In tutti e tre i casi l’azione cyber ha comportato una significativa riduzione nella loro operatività, ovvero ha compromesso a loro capacità di gestire i flussi di greggio. Aspetto questo che ha destato non poca preoccupazione negli addetti ai lavori alla luce delle attuali problematiche energetiche che già vedono ai massimi storici il prezzo del gas naturale e quello del petrolio che è ai valori massimi dagli ultimi 5 anni.

Questo soprattutto nell’ottica di un possibile incremento della tensione Russia-Ucraina con potenziali ripercussioni sull’approvvigionamento di gas per l’Europa. Più di un osservatore ha, infatti, immediatamente pensato che gli eventi potessero essere connessi ad una azione cyber per creare e/o accentuare tensione nello scacchiere politico, ovvero ad una concretizzazione di quelli che a livello di Nato sono denominati come minacce ibride (Hybrid Threats) che vedono l’azione cyber come strumento di facilitazione e di preparazione ad azioni militari tradizionali. Questo ipotizzando che i tre attacchi potessero avere una matrice unitaria e coordinata, configurandosi come vere e proprio azioni di cyber-war.

Fortunatamente, stando almeno alle prime dichiarazioni delle autorità tedesche e belghe, gli episodi appaiono non direttamente correlati, sono tre episodi autonomi che solo “sfortunatamente” si sono verificati nella stessa area geografica e nell’arco di pochi giorni. Questa è, però, l’unica buona notizia che emerge da questi episodi.

Purtroppo pare si stia concretizzando quanto disse nel maggio del 2020 Yigal Unna, direttore del Israel National Cyber Directorate, commentato un tentativo di attacco cyber all’acquedotto israeliano: “Cyber winter is coming”. Questo non tanto per il fatto che l’azione cyber poteva, in linea di principio, lasciare al freddo un’ampia fetta della popolazione quanto piuttosto a sottolineare che stiamo entrando in una fase nuova della minaccia cyber che vede sempre più come target, diretto o solo di riflesso, le infrastrutture critiche.

Ovvero quelle infrastrutture, come la rete idrica o gli oleodotti, che sono alla base dell’erogazione di tutti servizi essenziali per la nostra vita quotidiana. Già a maggio di quest’anno abbiamo visto con l’attacco alla Colonial Pipeline come un ransomware possa infatti paralizzare per quasi 10 giorni il più importante oleodotto negli Stati Uniti con immediate ripercussioni sul trasporto stradale e su quello aereo.

····················

* _ESERCIZI DA SVOLGERE_
**a.** Nel testo sugli attacchi cyber alle infrastrutture energetiche, per quanti giorni il ransomware ha paralizzato la Colonial Pipeline?
**b.** Riproduci fedelmente il passo del testo sugli attacchi cyber alle infrastrutture energetiche da "Questo soprattutto nell’ottica" fino a "azioni di cyber-war." incluso.
**c.** Porta avanti il testo sugli attacchi cyber alle infrastrutture energetiche, riprendendo subito dopo la sua ultima frase.

* _DATI DI ORIGINE_
····················

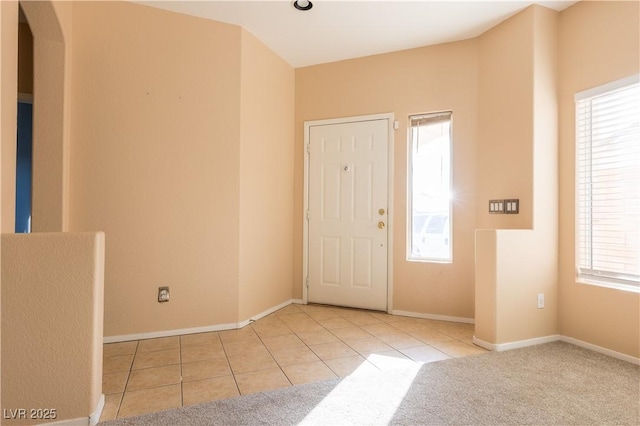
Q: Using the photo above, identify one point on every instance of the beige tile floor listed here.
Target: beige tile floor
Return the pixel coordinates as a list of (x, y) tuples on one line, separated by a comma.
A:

····················

* _SOLUZIONI DEGLI ESERCIZI_
**a.** Per quasi 10 giorni.

**b.**
Questo soprattutto nell’ottica di un possibile incremento della tensione Russia-Ucraina con potenziali ripercussioni sull’approvvigionamento di gas per l’Europa. Più di un osservatore ha, infatti, immediatamente pensato che gli eventi potessero essere connessi ad una azione cyber per creare e/o accentuare tensione nello scacchiere politico, ovvero ad una concretizzazione di quelli che a livello di Nato sono denominati come minacce ibride (Hybrid Threats) che vedono l’azione cyber come strumento di facilitazione e di preparazione ad azioni militari tradizionali. Questo ipotizzando che i tre attacchi potessero avere una matrice unitaria e coordinata, configurandosi come vere e proprio azioni di cyber-war.

**c.**
Occorre dire che la previsione di Unna si è avverata come effetto ma solo parzialmente come causa. Infatti Unna ipotizzava che la crescente sofisticazione degli attacchi, soprattutto quelli promossi da soggetti statuari, sarebbe stata in grado di indurre significative degradazioni nella capacità delle infrastrutture critiche di erogare i loro servizi. Sebbene esistano diversi episodi di azioni di questo genere a partire dal worm Stuxnet usato contro le centrali nucleari iraniani o i black-out occorsi in Ucraina nel dicembre del 2015 e 2016, la realtà è drammaticamente più banale.

Gli episodi di questi giorni, così come il caso di Colonial pipeline e decine di altri casi, non sono che le conseguenze “impreviste” di azioni criminali che nel tentativo di effettuare estorsioni compromettono “inavvertitamente” (o comunque in modo non scientemente deliberato) il funzionamento della parte più delicate di queste infrastrutture, cioè le loro Operational Technologies (OT). Ovvero dei sistemi informatici deputati al monitoraggio e controllo delle infrastrutture fisiche.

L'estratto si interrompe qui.